DOCUMENT SECTION:
I'd take the LO job almost every time if it really is 1) top tier and 2) PM track. Your average comp would be about equal (probably more) with way less stress. Also I assume you have no experience in the pod style of trading, so you wouldn't know if you're any good. Truth is most pod guys would jump at a quality LO seat, let alone a top tier one with a PM track.

Caveat by saying you didn't offer details. Might be a different consideration if the MM offered you a starter PM seat or a decent sized carve.

 

Well the biggest question is what does your personal life (Married/Kids) look like and your associated risk tolerance. Ill say something controversial but MM HFs are very unstable for the sole reason that you are being paid to outperform and most don’t outperform. LOs have Analysts and PMs sitting around for years and years without any real outperformance to show for it. There is just so much more leeway afforded to LOs and it is more relatable to a F500 company in that your advancement is more dependent on your ability to play politics and internally position rather than have good investment ideas.

Source records:
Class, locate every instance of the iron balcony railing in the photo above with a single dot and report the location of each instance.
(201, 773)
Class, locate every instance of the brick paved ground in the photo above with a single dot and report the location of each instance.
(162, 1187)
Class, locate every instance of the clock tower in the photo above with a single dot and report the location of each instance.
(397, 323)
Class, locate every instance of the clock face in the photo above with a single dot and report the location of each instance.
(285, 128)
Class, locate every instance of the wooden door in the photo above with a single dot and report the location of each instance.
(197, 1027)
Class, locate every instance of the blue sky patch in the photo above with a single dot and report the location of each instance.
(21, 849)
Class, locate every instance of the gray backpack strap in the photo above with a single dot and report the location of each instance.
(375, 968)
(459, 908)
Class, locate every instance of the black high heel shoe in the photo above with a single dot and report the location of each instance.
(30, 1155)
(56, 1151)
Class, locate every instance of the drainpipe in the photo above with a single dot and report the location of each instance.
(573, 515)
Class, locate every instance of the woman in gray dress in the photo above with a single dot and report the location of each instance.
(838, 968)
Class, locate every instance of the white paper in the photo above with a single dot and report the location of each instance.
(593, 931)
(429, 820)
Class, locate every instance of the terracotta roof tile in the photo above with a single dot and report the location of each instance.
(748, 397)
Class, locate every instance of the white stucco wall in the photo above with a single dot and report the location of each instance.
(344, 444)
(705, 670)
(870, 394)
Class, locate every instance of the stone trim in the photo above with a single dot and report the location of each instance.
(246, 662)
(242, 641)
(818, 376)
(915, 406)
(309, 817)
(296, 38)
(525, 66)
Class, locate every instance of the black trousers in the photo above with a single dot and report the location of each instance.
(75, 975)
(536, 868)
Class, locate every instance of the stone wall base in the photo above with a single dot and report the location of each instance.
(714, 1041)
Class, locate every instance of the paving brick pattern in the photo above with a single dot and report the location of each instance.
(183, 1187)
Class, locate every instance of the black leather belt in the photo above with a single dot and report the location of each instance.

THE TASKS:
• a. Copy the entries word for word, starting with the line that contains "Class, locate every instance of the white stucco" and going on through the last line of the entries.
• b. Write the next part of the discussion about choosing between a long-only job and a multi-manager hedge fund seat, picking up after its final sentence.
The discussion and the entries have no connection to each other.

RESPONSES IN ORDER:
• a.
Class, locate every instance of the white stucco wall in the photo above with a single dot and report the location of each instance.
(344, 444)
(705, 670)
(870, 394)
Class, locate every instance of the stone trim in the photo above with a single dot and report the location of each instance.
(246, 662)
(242, 641)
(818, 376)
(915, 406)
(309, 817)
(296, 38)
(525, 66)
Class, locate every instance of the black trousers in the photo above with a single dot and report the location of each instance.
(75, 975)
(536, 868)
Class, locate every instance of the stone wall base in the photo above with a single dot and report the location of each instance.
(714, 1041)
Class, locate every instance of the paving brick pattern in the photo above with a single dot and report the location of each instance.
(183, 1187)
Class, locate every instance of the black leather belt in the photo above with a single dot and report the location of each instance.

• b.
 

i do think on a risk-adjusted basis you are better off at this LO. You can always go from LO to MM but not the other way around. However if you have a lot of confidence in your investment abilities you could make 3-10x+ your LO pay as a MM PM so the upside is there.

 

Why can you go from LO to MM but not the other way around? I thought MM trained you to look even deeper and to be more precise in modeling than LO.

 

Usually, LO isn't clamoring to fill seats as turnover is relatively low, so your candidates from an MM background are competing with lateral LO candidates or SM candidates, who have an advantage in style similarity. Comparatively, MMs are a lot less picky.